**Your goal:** Please output only the lines that run from the line containing "Where in the photo above can the green ceramic" through the end of the material below, exactly.
###
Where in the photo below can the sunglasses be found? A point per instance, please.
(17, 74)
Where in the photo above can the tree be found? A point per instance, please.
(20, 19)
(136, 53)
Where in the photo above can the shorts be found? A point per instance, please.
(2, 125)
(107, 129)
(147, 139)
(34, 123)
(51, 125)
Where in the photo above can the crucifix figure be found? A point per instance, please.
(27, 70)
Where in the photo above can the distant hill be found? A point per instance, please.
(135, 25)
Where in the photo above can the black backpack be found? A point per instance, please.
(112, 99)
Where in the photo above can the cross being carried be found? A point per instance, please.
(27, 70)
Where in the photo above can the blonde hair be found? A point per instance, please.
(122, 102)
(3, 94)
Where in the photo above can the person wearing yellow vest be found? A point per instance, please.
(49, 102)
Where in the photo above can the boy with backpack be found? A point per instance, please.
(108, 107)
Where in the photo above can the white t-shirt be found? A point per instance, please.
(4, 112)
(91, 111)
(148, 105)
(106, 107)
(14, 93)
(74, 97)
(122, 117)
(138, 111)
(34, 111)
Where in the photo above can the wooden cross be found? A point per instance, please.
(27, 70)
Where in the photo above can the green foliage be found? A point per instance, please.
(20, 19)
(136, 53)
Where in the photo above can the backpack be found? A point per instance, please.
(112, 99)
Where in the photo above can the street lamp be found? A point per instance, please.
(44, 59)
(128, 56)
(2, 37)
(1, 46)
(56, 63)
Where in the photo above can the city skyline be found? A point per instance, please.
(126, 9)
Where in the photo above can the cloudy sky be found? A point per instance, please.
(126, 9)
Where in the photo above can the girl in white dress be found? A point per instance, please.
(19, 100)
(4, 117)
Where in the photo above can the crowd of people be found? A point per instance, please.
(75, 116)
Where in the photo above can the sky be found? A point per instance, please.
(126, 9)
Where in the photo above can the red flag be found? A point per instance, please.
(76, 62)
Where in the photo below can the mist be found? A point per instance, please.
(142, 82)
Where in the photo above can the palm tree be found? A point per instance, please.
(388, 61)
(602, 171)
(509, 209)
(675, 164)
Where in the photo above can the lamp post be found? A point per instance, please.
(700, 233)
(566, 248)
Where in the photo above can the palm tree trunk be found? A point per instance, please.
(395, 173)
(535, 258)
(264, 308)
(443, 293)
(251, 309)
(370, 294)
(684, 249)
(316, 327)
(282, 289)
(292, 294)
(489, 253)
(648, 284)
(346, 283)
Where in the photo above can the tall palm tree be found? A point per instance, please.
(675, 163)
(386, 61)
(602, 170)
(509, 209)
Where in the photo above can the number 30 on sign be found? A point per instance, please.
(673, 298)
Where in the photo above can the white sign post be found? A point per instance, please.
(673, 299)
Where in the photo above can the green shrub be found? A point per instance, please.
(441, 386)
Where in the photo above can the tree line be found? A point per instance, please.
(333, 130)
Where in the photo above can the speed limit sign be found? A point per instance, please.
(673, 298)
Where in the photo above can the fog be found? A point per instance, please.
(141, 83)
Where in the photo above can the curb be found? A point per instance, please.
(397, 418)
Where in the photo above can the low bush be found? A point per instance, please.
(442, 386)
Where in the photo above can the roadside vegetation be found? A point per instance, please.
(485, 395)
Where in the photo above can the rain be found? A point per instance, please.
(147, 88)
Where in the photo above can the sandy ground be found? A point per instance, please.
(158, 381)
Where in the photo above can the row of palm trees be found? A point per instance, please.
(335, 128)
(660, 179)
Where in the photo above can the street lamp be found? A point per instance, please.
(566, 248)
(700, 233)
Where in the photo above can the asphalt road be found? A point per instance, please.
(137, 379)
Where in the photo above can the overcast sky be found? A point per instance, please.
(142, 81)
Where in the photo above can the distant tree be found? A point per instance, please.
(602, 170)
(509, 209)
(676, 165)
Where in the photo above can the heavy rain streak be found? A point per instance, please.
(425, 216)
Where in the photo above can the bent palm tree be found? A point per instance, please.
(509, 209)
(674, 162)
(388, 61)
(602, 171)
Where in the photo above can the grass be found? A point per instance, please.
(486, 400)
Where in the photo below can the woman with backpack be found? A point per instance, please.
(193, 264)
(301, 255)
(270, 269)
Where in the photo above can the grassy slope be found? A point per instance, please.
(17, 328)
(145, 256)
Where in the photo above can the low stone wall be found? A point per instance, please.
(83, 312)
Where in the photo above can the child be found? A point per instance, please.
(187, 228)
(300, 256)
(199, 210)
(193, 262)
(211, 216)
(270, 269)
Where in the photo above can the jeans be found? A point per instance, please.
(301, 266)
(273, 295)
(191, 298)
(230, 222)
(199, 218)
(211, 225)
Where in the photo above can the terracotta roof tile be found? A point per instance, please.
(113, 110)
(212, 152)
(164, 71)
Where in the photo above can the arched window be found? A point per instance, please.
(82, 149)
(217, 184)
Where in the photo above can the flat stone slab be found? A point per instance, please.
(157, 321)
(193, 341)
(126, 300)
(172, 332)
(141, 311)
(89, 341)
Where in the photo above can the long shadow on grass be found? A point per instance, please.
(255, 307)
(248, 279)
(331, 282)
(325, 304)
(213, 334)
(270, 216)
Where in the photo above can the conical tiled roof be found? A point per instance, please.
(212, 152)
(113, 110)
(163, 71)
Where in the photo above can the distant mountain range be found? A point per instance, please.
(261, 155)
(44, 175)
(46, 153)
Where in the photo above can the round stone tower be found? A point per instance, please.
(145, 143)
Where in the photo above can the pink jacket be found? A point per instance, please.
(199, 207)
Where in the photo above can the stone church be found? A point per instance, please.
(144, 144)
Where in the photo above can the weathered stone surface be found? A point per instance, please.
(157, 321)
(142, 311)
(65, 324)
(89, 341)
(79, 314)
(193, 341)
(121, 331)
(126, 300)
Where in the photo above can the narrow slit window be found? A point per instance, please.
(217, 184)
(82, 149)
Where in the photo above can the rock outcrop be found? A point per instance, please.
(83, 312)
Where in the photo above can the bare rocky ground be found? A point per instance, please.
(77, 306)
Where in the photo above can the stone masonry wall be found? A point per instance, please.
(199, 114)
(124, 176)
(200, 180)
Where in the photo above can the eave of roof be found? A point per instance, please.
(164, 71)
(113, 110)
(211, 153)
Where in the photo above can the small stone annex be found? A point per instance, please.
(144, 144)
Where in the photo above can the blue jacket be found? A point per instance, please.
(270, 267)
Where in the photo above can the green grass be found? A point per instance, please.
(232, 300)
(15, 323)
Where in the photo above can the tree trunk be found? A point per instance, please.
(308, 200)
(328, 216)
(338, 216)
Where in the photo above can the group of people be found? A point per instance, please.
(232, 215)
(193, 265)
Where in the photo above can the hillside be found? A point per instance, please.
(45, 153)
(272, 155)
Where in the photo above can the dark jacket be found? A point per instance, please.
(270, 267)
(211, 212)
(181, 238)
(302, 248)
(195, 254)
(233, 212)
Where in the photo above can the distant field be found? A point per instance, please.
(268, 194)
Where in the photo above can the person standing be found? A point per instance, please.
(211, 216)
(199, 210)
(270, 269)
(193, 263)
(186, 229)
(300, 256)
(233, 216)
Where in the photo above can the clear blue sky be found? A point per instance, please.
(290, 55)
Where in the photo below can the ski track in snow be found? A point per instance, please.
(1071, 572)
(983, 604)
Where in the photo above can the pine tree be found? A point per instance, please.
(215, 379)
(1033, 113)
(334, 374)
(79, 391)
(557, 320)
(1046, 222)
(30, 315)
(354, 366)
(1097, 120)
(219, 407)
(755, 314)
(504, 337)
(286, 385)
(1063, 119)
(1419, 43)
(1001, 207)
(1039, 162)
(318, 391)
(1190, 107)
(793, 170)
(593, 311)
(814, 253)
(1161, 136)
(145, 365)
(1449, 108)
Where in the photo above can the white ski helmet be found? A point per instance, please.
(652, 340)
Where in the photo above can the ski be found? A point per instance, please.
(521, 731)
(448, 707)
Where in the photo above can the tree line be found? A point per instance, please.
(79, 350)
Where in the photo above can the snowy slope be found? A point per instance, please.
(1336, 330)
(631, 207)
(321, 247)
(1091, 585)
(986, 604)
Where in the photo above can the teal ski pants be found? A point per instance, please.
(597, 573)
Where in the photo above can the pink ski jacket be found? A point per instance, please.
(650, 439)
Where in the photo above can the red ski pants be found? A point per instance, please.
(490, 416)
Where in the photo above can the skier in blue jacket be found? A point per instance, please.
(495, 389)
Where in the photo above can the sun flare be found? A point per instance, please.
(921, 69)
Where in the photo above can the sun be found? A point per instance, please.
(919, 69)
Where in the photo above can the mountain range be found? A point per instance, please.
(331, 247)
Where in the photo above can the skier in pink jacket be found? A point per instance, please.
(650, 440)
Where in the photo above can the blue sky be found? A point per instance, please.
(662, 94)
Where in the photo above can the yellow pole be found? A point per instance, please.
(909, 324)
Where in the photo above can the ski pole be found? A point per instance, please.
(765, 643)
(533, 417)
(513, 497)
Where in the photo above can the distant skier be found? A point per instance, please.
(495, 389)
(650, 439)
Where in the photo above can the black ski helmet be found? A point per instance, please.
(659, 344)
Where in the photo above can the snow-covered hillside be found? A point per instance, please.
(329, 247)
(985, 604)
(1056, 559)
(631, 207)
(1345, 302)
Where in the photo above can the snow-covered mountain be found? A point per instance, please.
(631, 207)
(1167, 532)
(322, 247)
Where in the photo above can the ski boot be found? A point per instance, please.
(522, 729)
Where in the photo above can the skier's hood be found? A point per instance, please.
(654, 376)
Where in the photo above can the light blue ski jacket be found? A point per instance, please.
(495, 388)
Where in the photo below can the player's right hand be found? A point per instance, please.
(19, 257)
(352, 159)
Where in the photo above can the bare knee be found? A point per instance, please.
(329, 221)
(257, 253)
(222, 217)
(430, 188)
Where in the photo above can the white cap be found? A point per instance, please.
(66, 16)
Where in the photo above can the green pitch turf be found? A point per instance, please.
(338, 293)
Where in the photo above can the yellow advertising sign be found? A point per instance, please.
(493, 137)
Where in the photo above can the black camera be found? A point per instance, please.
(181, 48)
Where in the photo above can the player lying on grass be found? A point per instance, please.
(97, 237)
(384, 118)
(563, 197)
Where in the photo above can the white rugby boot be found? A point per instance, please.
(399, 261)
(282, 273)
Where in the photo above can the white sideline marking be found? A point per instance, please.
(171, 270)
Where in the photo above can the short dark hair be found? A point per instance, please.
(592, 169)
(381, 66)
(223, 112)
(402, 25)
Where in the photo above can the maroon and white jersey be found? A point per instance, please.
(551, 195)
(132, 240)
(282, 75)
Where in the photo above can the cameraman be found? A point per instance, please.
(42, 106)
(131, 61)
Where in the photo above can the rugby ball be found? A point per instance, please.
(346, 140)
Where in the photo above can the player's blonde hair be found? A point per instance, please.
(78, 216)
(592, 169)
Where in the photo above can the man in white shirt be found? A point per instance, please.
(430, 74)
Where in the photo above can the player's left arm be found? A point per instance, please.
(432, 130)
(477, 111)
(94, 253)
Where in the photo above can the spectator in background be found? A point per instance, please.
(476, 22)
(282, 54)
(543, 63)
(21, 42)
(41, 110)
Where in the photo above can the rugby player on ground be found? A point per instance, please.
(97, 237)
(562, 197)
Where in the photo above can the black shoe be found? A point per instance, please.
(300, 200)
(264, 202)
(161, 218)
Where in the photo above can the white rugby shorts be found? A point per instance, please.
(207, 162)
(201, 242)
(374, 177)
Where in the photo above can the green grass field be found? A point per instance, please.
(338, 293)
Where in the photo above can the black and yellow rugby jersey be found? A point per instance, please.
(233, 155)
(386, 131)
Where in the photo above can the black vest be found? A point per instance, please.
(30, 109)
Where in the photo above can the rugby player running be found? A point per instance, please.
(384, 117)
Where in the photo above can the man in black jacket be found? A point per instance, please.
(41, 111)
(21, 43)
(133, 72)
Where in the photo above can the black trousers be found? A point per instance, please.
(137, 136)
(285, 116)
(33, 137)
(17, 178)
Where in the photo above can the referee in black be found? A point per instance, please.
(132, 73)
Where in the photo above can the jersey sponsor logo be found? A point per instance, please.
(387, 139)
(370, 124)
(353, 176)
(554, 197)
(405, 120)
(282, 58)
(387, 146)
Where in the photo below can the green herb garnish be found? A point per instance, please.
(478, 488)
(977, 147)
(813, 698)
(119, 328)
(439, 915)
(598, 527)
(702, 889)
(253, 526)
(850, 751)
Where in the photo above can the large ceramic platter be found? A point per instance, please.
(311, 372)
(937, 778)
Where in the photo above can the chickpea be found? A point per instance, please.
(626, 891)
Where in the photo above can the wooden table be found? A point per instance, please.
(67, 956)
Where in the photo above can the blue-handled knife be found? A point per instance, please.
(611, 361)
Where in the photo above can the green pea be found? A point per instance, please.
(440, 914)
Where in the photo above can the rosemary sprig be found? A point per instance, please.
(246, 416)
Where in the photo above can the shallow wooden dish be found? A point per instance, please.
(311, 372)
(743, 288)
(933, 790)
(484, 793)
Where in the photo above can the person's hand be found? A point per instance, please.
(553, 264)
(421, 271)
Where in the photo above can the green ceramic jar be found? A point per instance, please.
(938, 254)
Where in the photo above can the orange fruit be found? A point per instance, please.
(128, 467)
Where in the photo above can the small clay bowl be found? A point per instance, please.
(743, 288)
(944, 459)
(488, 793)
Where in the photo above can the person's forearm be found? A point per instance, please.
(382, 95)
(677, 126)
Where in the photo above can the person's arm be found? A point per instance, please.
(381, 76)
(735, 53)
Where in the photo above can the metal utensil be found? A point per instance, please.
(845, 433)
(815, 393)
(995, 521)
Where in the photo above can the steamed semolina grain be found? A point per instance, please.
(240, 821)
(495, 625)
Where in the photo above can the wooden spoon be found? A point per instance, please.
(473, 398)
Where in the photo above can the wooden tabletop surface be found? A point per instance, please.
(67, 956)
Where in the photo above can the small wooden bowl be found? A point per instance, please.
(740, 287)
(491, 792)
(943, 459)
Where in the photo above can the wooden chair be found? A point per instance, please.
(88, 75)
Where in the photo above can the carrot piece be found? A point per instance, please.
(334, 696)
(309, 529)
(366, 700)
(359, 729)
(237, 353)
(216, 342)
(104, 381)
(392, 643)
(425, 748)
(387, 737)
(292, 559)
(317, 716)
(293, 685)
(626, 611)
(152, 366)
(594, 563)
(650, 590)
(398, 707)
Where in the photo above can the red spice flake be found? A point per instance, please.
###
**Output for this exercise:**
Where in the photo above can the green ceramic jar be found? A point per instance, please.
(938, 254)
Where in the photo above can the orange fruit be found? A point per instance, please.
(128, 467)
Where in the photo above can the small clay bowl be found? A point per instance, please.
(743, 288)
(944, 459)
(488, 793)
Where in the photo above can the person's forearm be found? A point per instance, please.
(382, 95)
(677, 126)
Where in the photo above can the person's arm be found? A point per instance, please.
(381, 76)
(735, 53)
Where in the photo above can the metal utensil be found? A point per instance, please.
(845, 433)
(815, 393)
(995, 521)
Where in the photo above can the steamed semolina grain be found? A point per instance, please.
(240, 821)
(495, 625)
Where in the photo above can the wooden spoon be found? A point per instance, please.
(473, 398)
Where in the photo above can the wooden tabletop surface be found? A point per instance, please.
(67, 956)
Where in the photo above can the small wooden bowl be found? A point per instance, please.
(740, 287)
(491, 792)
(943, 459)
Where in the photo above can the wooden chair be found? A point per instance, please.
(88, 75)
Where in the photo above can the carrot piece be found? A point per instance, please.
(334, 696)
(309, 529)
(366, 700)
(359, 729)
(237, 353)
(216, 342)
(104, 381)
(392, 643)
(425, 748)
(387, 737)
(292, 559)
(317, 716)
(293, 685)
(626, 611)
(152, 366)
(594, 563)
(650, 590)
(398, 707)
Where in the photo above can the red spice flake be found? A point per instance, please.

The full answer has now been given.